> _Exercise goal_
A word-for-word copy of every entry below is required; the images do not belong in it.

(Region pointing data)
--- --- ---

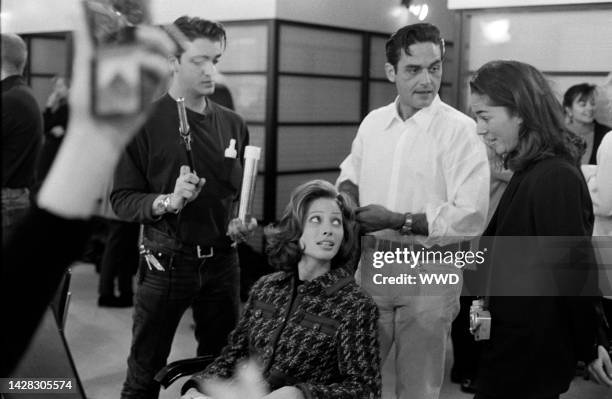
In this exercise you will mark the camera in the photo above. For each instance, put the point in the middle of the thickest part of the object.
(480, 321)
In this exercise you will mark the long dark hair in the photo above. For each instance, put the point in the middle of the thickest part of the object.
(526, 93)
(283, 246)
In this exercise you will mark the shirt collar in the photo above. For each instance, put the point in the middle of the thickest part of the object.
(422, 117)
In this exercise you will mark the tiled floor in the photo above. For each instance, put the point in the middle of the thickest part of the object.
(99, 339)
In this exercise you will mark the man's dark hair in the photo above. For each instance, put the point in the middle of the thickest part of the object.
(14, 53)
(409, 35)
(197, 28)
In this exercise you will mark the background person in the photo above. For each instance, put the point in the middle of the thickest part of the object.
(309, 324)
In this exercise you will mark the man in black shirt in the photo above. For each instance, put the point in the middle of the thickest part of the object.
(186, 253)
(21, 134)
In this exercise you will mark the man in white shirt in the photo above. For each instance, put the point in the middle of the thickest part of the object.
(421, 175)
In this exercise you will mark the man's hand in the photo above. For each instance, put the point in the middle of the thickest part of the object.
(239, 231)
(193, 393)
(376, 217)
(187, 188)
(601, 368)
(248, 383)
(285, 393)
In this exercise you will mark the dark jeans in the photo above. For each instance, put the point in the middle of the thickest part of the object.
(120, 259)
(209, 285)
(15, 206)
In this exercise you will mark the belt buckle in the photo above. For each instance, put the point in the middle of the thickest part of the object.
(201, 255)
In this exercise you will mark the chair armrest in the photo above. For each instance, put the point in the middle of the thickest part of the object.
(181, 368)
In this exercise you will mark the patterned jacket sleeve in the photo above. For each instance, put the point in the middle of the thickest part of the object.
(236, 349)
(358, 359)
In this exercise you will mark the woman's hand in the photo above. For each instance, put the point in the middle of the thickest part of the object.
(193, 393)
(285, 393)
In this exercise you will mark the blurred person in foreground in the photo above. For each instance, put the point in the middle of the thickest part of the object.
(22, 137)
(55, 231)
(535, 342)
(309, 325)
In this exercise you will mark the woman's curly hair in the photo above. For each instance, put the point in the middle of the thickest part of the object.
(283, 239)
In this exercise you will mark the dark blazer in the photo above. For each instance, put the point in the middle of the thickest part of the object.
(600, 131)
(536, 341)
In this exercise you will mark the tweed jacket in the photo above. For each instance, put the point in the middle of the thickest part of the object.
(319, 336)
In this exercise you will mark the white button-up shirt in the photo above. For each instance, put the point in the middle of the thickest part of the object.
(432, 163)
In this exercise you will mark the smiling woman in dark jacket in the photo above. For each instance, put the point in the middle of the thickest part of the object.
(311, 328)
(535, 340)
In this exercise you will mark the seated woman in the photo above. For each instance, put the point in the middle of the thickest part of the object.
(535, 342)
(579, 105)
(311, 328)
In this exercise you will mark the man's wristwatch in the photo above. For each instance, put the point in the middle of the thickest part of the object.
(406, 228)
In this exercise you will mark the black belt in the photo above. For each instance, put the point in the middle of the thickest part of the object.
(160, 240)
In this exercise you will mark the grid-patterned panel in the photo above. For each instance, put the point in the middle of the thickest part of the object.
(319, 51)
(249, 94)
(377, 57)
(287, 183)
(48, 56)
(313, 147)
(381, 94)
(549, 40)
(318, 100)
(246, 49)
(258, 198)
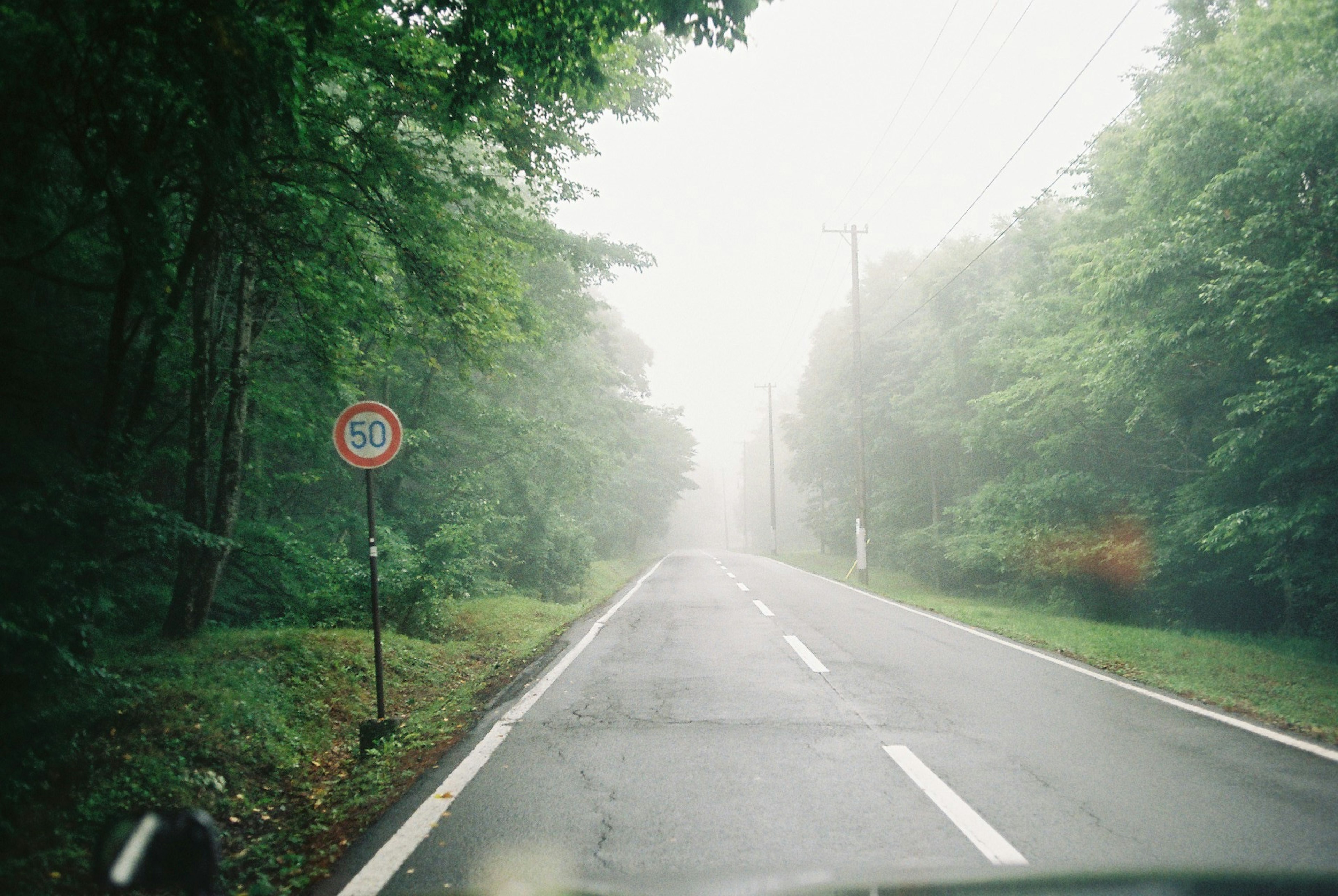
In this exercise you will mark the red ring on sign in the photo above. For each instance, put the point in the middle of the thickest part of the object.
(395, 436)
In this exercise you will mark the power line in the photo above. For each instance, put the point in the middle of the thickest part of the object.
(970, 93)
(900, 106)
(791, 334)
(1009, 161)
(1011, 224)
(935, 105)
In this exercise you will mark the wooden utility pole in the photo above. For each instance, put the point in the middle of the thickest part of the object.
(862, 522)
(771, 452)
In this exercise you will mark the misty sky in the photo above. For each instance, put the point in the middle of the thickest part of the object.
(758, 149)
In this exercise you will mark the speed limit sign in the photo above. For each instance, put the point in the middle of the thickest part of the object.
(367, 435)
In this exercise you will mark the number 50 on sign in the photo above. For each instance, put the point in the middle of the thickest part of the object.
(367, 435)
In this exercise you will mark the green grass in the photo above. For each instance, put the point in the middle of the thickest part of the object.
(1289, 682)
(260, 729)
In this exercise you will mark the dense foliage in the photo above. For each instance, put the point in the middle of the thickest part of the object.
(1130, 403)
(226, 220)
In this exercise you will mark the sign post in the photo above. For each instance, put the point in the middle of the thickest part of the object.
(368, 435)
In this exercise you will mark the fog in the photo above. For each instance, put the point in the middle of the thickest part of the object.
(758, 149)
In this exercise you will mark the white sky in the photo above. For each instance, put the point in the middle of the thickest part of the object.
(756, 149)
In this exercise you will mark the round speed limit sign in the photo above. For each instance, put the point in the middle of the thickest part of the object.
(367, 435)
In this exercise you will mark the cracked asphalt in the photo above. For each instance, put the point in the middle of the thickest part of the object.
(691, 740)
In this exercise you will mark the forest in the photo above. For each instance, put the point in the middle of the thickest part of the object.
(1123, 403)
(226, 221)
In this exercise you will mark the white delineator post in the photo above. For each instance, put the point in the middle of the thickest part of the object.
(861, 542)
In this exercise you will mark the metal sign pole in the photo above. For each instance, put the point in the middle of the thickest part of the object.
(376, 598)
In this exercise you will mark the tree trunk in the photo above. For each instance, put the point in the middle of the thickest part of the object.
(229, 489)
(201, 562)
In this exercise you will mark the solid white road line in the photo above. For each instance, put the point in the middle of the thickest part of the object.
(1324, 752)
(382, 867)
(976, 828)
(805, 653)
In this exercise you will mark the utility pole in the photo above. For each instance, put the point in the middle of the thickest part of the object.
(724, 507)
(771, 452)
(862, 521)
(747, 541)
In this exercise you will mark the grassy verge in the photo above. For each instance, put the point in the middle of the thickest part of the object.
(1289, 682)
(260, 729)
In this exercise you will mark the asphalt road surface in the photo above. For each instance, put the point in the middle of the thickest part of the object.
(734, 715)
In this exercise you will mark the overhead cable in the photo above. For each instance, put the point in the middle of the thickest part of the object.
(1025, 141)
(900, 106)
(935, 105)
(1011, 225)
(970, 91)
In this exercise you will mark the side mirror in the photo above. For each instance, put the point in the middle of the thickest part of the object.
(167, 850)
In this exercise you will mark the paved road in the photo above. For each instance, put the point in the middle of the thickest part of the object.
(698, 735)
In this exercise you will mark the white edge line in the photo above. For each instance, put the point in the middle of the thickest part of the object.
(806, 654)
(1324, 752)
(394, 852)
(977, 830)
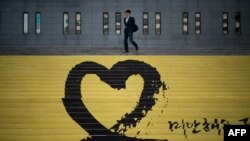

--- --- ---

> _Problem solution_
In this exercise you will mark the camera in the photo above. For each instance, put the point in the middle of the thickest part of the object.
(480, 321)
In this exercise you will mark the long dark hair in the photo above. For each instance, put the point in the middle of the thickest part of the object.
(526, 93)
(283, 246)
In this exercise you will mark the shirt collar in the photo above. For each instance, put the point in the middle of the thickest part of the object.
(422, 117)
In this exercise you will mark the tiled floor in the photo above. For each instance, put the point in the middle of the thickest part of the object.
(99, 339)
In this exercise you will mark the man's dark hair in the photo above. For each instance, put the point in the middle of the thickest part of the object.
(14, 53)
(409, 35)
(197, 28)
In this exercise you will mark the background person in the photo above. For each instance, put the point in the middle of the thickest part of the object.
(309, 324)
In this exercise you will mark the man in black shirt in the photo above. For each instance, put the point in the middle of the thickest part of the object.
(186, 253)
(21, 134)
In this exercise you will mark the man in white shirt in the photo above. For each instance, put the point in the middle of the thickest part of the object.
(421, 175)
In this exercise you will mark the man's hand in the photo above. For each instance, put the point in the middle of the thickest part of the object.
(239, 231)
(193, 393)
(376, 217)
(187, 188)
(601, 368)
(248, 383)
(285, 393)
In this exercise you will mark the dark jeans in the photo above. For each instance, put the point in the middle of the thickest part of the object.
(120, 259)
(209, 285)
(15, 206)
In this exercise you will mark the belt buckle in the photo above. For each instance, put the point in the middle of the thickest part of the object.
(201, 255)
In this exercise you will mark the chair armrest in the photo above. For each instance, put the point in the middle of the thickest part of the object.
(181, 368)
In this exercise you will mark the patterned jacket sleeve in the photo above. For each instance, put the point in the middle of the thickest part of the object.
(236, 349)
(358, 359)
In this exercise you will mark the woman's hand in the photo above. For each instance, put the point in the middle of the thickest part of the object.
(193, 393)
(285, 393)
In this exercise you will mark the blurred person in foreground in the photo above. For each instance, put the point in the middle of the thickest part of the object.
(22, 137)
(55, 231)
(535, 342)
(309, 325)
In this exercise you will mark the woman's curly hair in the photo above. For each instance, put the point in the middle of the thickest part of the object.
(283, 239)
In this exercise you will mark the dark blazer in the photo above. For each instance, put the point in the middle of the thickest part of the object.
(600, 131)
(536, 341)
In this exercise you will mark the tweed jacket in the photo above. For each instance, put the point in the middle of the thickest part of the object.
(319, 336)
In this exercise you will mark the white button-up shirt in the photo above. For each instance, put the point in the middle of the thickest part of the object.
(432, 163)
In this exercise you will mark the smiling woman in dark jacket in the photo above. For each instance, put the point in the middle of the thickest part of the object.
(311, 328)
(535, 340)
In this exercise you will mark the seated woman in the photo above. For each instance, put the point in the middle of the thickest part of the object.
(535, 342)
(579, 105)
(311, 328)
In this exercise you will mark the man's wristwatch in the photo above. For each instance, put the point in the middle of the thickest part of the object.
(406, 228)
In this exercise you will mark the black belt in the photo above. For each instance, put the point in the middle of the thickest part of the object.
(160, 240)
In this exercise you will mark the grid-patterned panel in the photo above. For each instance, put the point in the middle of the thickest part of the object.
(319, 51)
(249, 94)
(377, 57)
(287, 183)
(48, 56)
(313, 147)
(381, 94)
(549, 40)
(318, 100)
(246, 49)
(258, 198)
In this exercise you will mark the red ring on sign in the photo above. For each instance, put the point in the middle of the thickest part of the object.
(395, 436)
In this exercise you will mark the power line in the photo above. For each instance, put the point in the middle of the thickest part of the object.
(970, 93)
(900, 106)
(791, 334)
(1009, 161)
(1011, 224)
(935, 105)
In this exercise you will mark the wooden utility pole in the photo above. For each instance, put the point in the middle of the thickest part of the object.
(862, 522)
(771, 452)
In this exercise you will mark the misty sky in the photo above. For each instance, put the point in the middle of the thickest part of the object.
(758, 149)
In this exercise you will mark the speed limit sign in the photo above. For each instance, put the point in the middle of the thickest part of the object.
(367, 435)
In this exercise you will mark the number 50 on sign in the photo above. For each instance, put the point in the middle of the thickest part of the object.
(367, 435)
In this exercise you will mark the green grass in the photo above. For each instance, put the point in the middle of the thickest part of the object.
(1289, 682)
(260, 729)
In this exercise you will mark the dense foliage in the photo above. For each instance, put the point in the middle of the thickest part of the object.
(1130, 403)
(226, 220)
In this exercise you will mark the sign post in the photo above. For each instance, put the point in the middle of the thickest part of the object.
(368, 435)
In this exercise you will mark the fog in the photo above. For each instance, put the point in the middle of the thickest part of the object.
(758, 149)
In this exercise you will mark the white sky in the photo above. For each instance, put the point in the middle of the thickest part of the object.
(756, 149)
In this exercise you will mark the round speed limit sign in the photo above. For each instance, put the point in the middle of the thickest part of the object.
(367, 435)
In this exercise you will mark the cracked asphalt in the photo above. For each instance, put the point in the middle of the thickest part of the object.
(691, 740)
In this exercise you will mark the forest in the photo above. For each instance, put the point in the middle of the thickest part of the object.
(1123, 403)
(226, 221)
In this exercise you will mark the white delineator post in the photo above. For each instance, put the point in the middle of the thickest part of the object.
(861, 542)
In this exercise you will mark the metal sign pole in the photo above. For each instance, put the point in the middle of the thickest part of the object.
(376, 598)
In this exercise you will mark the tree trunk in the photo above. For each instance, put the point in the middle of the thickest part of the object.
(229, 489)
(201, 562)
In this exercise you will mark the solid white road line in the photo above. For each instance, put the point in the middle of the thickest part of the object.
(1324, 752)
(382, 867)
(976, 828)
(805, 653)
In this exercise you will mark the utility pole in the photo above. For each instance, put the point in the middle of the thickest part of the object.
(724, 507)
(771, 452)
(862, 521)
(747, 541)
In this exercise you will mark the grassy verge in the photo above. For each instance, put the point in the middle of the thickest part of the object.
(1289, 682)
(260, 729)
In this exercise you will mark the asphalt road surface in the photo above. For each instance, put the point in the middle of the thickest part of the object.
(734, 715)
In this exercise you will mark the overhead cable in the photo above. For each instance, put the point in the middle of the thickest part of the object.
(1025, 141)
(900, 106)
(935, 105)
(1011, 225)
(970, 91)
In this exercise you will mark the side mirror in the photo above. For each instance, put the point in the middle of the thickest part of the object.
(167, 850)
In this exercise you will mark the paved road in the photo above. For each instance, put the point in the middle of the thickest part of the object.
(698, 735)
In this exercise you will mark the white edge line in the photo above. For each instance, put the point in the middle of the thickest part of the object.
(806, 654)
(1324, 752)
(394, 852)
(977, 830)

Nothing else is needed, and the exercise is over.